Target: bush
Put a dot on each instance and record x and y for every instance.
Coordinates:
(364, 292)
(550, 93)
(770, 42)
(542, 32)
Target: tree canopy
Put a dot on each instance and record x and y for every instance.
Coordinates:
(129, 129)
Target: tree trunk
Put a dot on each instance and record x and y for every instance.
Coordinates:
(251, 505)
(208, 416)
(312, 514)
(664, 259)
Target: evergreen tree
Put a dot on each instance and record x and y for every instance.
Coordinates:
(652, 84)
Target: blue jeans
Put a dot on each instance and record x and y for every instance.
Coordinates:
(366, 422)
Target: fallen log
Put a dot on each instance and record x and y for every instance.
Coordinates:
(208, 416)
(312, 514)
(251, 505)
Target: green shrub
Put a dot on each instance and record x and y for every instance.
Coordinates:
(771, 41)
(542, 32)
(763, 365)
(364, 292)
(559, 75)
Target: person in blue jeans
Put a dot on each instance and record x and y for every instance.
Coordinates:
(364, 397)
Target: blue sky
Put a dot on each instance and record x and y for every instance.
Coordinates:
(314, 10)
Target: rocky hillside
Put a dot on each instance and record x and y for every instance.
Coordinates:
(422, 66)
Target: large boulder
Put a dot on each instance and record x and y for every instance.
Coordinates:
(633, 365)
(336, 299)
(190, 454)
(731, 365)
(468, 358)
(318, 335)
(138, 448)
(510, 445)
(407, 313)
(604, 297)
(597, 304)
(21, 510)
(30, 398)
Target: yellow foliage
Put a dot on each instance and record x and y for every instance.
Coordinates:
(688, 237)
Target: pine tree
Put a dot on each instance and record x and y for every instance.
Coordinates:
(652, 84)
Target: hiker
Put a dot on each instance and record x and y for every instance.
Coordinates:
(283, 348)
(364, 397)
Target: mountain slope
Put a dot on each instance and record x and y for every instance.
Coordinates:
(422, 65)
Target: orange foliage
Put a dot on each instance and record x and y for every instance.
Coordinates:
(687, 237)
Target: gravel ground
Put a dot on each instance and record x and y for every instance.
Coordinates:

----

■ The problem ■
Take from the material every line that holds "blue".

■ Response below ■
Target: blue jeans
Target: person in blue jeans
Target: blue sky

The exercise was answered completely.